#### [DIRECTION 1]
Answer these questions about the story of the meter and Pepper Pete:
(a) In front of which business was the expired meter found?
(b) How did Pepper Pete confirm which car the note came from?
(c) Where had George Donnelly eaten lunch?

#### [TEXT PROVIDED]
_____

I’m one of Robin Hood’s merry men, and I’d like to tell you a story that happened to me the other day while carrying out Robin Hood’s mission. Two fellow merry men and I were checking the meters around Central Square when we found an expired one in front of Pepper Pete’s Hot Shop. I put in some coins, deposited a note on the car’s windshield to alert the driver, and was on my way. But as I left, I noticed Pepper Pete come out of his store and stand on the sidewalk. He said nothing but I was alert, because in the past Pepper Pete has accosted some merry men, accusing them of acting illegally and berating them for soliciting money.
I walked to the end of the street, finished my metering duties, and returned from whence I came, passing Pepper Pete again. Again, he said nothing. I was a little suspicious, so after I turned the corner, I stopped and peered back down the street through the window of the corner shop. I saw Pepper Pete walk to the car that for which I had deposited coins and remove my note.
I didn’t appreciate his intrusion into business that wasn’t his, so I walked back towards him. I asked him, “Which car did you get that note from? Was it this one?” and I gestured toward the car I thought it was. Pepper Pete silently confirmed it was the correct car, by nodding. I walked to the car and placed another note on the windshield.
Pepper Pete said, “I’m going to take that one, too.”
I replied, “No, you’re not,” and stood in front of the car facing him, looking him directly in the eye, smiling. He was silent and motionless. After a few seconds I realized that he could just go in his store and come back out when I left, so I sat down on the curb, guarding my good deed. I thought Pepper Pete was too cowardly to take the second note right in front of me, and I was correct. My fellow merry men joined me on the curb, enjoying the glorious weather. I heard Pepper Pete and his friend mumbling, and one of them told the other that we were assholes. But they were helpless for at least two reasons; they have poor communication and socializing skills, and they have nothing to defend except their own invasive and unfriendly behavior.
And here’s where the story gets funny. About one minute later, a man walked up to this car and started reaching for the note I left on the windshield. As he did, he saw me sitting on the curb and paused. He recognized me and called me by name. I was a little shocked, but as I looked at his face more closely, I realize I recognized him, too. It was George Donnelly!
I knew George only digitally prior to this, via Facebook, but I recognized his face from his profile picture. He was in town looking for a place to rent so he and his family could move here (as part of the Free State Project). In fact, he had just arrived only an hour before and had just eaten lunch at Pedraza’s, which is next door to Pepper Pete’s shop. We shook hands ardently as I welcomed him to New Hampshire.

_____

[Coordinate labeling data]

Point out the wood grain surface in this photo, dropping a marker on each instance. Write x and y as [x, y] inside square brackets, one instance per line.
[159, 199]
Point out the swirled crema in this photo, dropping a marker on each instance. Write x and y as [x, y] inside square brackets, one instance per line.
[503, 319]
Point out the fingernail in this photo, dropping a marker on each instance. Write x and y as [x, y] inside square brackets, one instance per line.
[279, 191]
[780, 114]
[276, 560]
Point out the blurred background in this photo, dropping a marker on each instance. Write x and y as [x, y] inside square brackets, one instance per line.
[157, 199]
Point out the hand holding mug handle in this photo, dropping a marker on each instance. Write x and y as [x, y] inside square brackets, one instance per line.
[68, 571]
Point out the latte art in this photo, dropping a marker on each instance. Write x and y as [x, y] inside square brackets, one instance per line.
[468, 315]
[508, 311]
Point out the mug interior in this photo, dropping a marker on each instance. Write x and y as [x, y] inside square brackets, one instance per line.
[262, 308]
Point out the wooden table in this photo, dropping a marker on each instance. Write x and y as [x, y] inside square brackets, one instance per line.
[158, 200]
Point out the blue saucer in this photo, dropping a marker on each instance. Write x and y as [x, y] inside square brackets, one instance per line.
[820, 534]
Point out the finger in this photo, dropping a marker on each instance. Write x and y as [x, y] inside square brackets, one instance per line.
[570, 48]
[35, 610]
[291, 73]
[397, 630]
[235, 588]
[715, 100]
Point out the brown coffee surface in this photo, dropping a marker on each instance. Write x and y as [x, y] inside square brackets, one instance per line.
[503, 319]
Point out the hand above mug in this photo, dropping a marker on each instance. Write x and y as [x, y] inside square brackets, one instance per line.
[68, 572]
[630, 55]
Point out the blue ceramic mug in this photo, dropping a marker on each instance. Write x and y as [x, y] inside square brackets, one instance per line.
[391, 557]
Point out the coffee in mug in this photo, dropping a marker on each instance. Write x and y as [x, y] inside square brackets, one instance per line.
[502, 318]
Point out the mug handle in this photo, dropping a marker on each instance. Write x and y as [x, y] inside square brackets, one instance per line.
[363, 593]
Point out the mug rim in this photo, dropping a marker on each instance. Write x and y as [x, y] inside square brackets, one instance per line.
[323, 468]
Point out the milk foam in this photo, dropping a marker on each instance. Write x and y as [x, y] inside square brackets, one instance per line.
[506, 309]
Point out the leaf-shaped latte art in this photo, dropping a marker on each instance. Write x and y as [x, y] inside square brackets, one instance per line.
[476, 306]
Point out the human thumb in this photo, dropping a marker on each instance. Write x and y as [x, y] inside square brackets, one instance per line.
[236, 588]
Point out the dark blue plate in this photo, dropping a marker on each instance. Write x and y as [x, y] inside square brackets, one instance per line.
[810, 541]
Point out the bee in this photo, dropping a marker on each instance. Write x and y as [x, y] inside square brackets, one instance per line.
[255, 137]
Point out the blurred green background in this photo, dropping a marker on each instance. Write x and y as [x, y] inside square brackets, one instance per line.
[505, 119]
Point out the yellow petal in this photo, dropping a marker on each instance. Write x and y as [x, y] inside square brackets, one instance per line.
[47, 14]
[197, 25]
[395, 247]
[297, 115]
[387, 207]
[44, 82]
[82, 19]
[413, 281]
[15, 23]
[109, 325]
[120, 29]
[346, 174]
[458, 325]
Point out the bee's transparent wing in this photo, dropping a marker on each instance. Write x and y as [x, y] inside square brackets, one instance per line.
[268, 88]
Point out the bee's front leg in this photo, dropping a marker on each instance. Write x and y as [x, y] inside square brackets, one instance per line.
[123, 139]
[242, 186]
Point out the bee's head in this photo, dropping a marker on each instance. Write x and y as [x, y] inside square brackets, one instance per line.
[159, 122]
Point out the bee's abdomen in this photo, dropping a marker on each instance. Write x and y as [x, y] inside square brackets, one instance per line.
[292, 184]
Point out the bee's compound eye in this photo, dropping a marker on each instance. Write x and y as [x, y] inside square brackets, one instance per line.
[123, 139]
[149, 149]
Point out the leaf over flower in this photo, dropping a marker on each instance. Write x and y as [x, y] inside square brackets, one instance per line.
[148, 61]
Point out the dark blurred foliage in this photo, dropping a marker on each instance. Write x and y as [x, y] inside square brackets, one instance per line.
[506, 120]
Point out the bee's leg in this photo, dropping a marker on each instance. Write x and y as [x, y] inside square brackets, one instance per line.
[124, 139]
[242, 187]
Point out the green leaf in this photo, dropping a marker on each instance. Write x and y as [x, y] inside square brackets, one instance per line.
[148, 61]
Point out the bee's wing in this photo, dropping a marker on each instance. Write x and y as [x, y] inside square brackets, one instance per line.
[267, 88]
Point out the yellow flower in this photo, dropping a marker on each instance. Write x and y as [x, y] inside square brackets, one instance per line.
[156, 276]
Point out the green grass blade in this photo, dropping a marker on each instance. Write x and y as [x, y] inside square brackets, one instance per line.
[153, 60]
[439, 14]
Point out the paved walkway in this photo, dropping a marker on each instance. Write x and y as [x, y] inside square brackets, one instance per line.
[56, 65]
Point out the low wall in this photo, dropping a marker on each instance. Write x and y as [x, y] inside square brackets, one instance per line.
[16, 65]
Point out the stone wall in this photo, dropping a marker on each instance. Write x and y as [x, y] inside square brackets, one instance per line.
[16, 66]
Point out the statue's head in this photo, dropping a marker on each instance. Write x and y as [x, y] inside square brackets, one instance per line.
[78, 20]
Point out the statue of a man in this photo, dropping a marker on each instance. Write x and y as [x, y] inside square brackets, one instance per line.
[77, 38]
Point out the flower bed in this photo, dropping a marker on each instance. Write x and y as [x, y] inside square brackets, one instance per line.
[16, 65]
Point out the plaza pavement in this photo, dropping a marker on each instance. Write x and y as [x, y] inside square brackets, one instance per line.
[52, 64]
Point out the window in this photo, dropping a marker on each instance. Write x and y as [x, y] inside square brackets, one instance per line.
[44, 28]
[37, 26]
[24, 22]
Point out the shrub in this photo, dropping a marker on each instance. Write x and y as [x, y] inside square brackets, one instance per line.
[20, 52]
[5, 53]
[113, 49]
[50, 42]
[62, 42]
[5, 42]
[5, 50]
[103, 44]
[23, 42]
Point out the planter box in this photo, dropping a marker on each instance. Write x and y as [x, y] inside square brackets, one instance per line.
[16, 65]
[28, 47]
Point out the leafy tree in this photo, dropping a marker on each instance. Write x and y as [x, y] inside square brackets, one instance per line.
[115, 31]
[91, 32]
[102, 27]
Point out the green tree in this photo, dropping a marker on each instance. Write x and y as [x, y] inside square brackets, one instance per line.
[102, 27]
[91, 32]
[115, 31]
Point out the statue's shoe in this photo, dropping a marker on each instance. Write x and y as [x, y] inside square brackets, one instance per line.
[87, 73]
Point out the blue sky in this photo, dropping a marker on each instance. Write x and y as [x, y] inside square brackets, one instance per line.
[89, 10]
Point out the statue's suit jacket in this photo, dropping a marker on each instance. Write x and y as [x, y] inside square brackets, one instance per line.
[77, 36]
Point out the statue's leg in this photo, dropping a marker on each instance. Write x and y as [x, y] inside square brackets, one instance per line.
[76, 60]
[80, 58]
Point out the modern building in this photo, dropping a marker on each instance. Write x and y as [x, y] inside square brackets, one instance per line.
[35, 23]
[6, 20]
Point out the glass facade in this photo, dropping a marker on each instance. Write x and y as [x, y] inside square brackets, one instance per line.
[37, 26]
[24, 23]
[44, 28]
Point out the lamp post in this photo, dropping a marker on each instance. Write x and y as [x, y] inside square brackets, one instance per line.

_____

#### [DIRECTION 2]
From the listing above, pick out every line containing the word "tree", treating uppercase and lowercase as different.

#### [RESULT 1]
(a) Pepper Pete's Hot Shop
(b) He nodded.
(c) At Pedraza's, next door to Pepper Pete's shop

#### [RESULT 2]
Point out the leafy tree in this photo, dropping a marker on each instance. Write x and y as [x, y] inside square brackets, one instance per line.
Point out the green tree in this photo, dropping a marker on each instance. Write x and y as [x, y] inside square brackets, one instance per line.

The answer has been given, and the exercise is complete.